• QUÉ SE PIDE
Haz una lista con cada línea de las filas de abajo que contenga la palabra "court". Ten en cuenta las mayúsculas y minúsculas.

[Registros de un conjunto de datos de anotación con puntos]
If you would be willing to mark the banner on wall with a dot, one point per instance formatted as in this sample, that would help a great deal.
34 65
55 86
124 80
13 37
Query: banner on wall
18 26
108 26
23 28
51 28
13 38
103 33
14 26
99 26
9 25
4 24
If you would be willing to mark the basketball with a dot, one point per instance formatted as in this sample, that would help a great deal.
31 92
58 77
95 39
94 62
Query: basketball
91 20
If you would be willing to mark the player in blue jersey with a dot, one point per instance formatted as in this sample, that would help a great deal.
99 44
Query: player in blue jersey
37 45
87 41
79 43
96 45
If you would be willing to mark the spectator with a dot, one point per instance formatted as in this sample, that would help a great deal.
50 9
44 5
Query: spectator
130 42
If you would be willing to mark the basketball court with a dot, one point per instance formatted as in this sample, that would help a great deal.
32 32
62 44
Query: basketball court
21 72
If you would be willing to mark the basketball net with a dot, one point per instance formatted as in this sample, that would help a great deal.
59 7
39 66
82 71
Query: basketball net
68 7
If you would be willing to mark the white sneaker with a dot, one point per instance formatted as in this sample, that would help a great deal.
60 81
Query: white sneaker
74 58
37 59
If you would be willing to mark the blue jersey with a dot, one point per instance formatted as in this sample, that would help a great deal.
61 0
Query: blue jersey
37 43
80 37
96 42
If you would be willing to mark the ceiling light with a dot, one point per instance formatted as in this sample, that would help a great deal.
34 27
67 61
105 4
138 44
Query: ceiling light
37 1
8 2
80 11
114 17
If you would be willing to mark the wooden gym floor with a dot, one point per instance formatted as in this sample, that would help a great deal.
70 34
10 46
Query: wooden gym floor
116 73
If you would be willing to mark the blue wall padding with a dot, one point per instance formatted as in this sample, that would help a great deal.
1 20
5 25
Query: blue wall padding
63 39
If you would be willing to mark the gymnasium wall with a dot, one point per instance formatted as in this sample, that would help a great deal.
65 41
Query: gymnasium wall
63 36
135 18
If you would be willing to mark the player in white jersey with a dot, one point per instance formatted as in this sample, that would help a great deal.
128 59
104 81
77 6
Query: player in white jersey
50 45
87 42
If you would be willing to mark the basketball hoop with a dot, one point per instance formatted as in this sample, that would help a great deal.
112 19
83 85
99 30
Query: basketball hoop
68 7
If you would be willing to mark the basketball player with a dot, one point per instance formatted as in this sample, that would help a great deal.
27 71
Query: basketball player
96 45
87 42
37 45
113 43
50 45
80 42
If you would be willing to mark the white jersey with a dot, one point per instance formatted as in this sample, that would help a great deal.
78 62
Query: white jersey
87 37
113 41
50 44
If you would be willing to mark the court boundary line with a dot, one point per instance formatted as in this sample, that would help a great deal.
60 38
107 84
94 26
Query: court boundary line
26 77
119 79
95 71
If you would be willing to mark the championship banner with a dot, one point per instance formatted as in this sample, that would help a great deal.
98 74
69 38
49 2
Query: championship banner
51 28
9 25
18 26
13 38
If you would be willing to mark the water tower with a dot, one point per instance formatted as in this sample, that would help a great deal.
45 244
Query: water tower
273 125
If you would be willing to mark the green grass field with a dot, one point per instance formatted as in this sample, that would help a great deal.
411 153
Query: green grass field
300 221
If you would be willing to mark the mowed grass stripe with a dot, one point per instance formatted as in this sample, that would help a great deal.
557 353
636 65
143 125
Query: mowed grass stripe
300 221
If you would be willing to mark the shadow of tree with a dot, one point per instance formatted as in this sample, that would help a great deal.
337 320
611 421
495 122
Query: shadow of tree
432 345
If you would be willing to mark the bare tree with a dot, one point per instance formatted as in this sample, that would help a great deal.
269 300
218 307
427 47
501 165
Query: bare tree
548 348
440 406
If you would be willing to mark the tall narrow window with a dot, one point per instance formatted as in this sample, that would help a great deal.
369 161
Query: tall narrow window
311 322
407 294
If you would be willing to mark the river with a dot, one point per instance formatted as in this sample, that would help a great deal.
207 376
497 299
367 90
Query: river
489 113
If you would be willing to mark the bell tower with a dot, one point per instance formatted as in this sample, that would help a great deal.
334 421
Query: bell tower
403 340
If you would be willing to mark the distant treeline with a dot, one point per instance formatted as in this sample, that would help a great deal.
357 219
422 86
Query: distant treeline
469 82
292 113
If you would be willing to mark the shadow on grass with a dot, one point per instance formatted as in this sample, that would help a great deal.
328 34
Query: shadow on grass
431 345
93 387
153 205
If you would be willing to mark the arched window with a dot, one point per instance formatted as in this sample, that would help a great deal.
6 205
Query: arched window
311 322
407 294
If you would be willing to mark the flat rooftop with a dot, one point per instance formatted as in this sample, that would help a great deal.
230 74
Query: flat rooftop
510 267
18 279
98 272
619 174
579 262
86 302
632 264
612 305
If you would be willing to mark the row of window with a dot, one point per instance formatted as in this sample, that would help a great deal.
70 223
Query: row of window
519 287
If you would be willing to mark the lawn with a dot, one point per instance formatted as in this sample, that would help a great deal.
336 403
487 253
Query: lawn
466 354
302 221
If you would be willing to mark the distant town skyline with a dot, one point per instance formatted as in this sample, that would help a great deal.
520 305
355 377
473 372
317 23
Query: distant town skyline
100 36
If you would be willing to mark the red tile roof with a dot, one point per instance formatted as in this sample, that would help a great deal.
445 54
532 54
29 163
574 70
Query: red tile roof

==

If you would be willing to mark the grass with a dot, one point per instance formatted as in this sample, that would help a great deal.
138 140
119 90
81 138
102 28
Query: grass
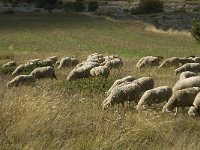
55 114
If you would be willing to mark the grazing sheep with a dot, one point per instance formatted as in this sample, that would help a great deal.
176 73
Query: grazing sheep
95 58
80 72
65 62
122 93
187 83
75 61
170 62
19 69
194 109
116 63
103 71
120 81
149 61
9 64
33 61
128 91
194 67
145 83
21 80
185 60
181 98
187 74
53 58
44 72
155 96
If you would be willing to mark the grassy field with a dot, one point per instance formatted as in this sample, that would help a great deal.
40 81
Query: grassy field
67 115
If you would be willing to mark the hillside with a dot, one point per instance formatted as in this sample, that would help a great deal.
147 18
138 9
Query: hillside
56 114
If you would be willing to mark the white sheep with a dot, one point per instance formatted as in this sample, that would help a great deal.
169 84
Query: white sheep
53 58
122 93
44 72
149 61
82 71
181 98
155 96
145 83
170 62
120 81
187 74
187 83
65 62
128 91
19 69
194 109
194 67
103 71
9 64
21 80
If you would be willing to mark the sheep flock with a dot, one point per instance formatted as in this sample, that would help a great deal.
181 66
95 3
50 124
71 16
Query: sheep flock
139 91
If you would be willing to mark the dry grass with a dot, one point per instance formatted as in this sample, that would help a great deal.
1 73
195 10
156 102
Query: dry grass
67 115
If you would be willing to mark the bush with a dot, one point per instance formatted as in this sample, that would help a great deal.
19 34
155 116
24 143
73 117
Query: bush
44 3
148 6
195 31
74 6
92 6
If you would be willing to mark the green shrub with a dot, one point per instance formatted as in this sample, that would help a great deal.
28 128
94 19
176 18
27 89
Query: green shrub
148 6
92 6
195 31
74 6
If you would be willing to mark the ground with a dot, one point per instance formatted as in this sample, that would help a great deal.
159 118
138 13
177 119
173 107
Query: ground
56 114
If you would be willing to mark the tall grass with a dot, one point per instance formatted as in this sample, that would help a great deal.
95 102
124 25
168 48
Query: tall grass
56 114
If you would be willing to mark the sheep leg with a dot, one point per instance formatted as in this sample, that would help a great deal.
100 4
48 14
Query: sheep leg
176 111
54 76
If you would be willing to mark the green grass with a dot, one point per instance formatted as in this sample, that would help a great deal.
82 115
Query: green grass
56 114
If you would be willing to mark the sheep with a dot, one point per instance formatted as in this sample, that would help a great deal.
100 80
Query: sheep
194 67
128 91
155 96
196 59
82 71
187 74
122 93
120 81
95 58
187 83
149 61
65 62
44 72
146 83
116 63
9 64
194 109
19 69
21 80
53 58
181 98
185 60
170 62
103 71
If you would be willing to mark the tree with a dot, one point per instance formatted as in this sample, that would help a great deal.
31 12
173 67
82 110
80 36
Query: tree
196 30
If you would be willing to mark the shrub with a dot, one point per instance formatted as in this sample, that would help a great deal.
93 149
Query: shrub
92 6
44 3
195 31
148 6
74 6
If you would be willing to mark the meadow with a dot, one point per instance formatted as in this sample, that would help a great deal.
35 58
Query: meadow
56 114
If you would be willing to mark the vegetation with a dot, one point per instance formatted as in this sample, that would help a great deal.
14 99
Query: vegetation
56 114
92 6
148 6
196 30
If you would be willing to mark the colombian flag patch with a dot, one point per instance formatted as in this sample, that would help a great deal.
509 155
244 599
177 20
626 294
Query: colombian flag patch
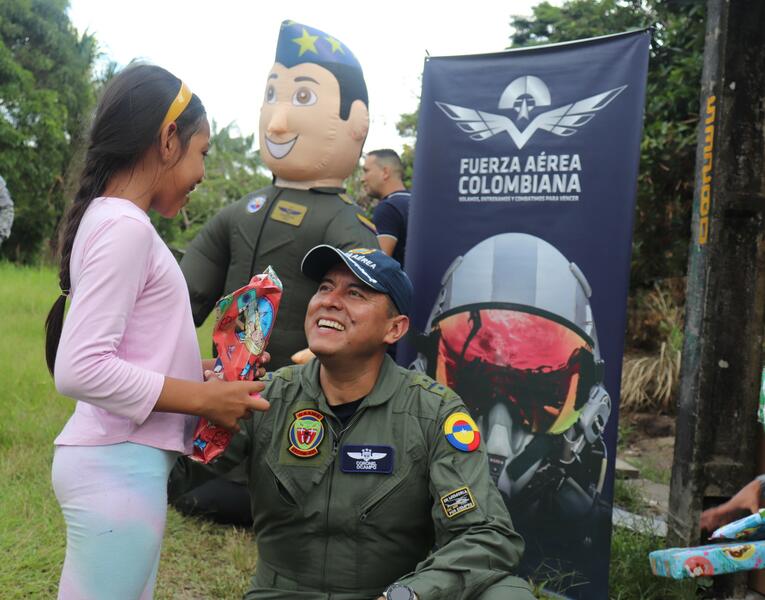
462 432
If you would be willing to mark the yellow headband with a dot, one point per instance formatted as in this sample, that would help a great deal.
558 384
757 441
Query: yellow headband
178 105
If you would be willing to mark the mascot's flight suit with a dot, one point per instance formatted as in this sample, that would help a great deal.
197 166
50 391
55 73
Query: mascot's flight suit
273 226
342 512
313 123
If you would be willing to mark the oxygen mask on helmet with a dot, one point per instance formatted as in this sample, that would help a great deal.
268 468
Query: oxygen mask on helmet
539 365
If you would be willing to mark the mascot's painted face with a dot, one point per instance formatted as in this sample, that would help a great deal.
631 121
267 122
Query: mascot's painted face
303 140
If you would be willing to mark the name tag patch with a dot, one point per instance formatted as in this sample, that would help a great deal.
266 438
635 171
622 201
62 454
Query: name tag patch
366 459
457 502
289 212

• RESPUESTA CORRECTA
If you would be willing to mark the basketball court with a dot, one point per instance formatted as in this sample, that would help a great deal.
Query: basketball court
If you would be willing to mark the court boundary line with a dot, one point per instance formatted as in this sample, that would help a great deal.
Query: court boundary line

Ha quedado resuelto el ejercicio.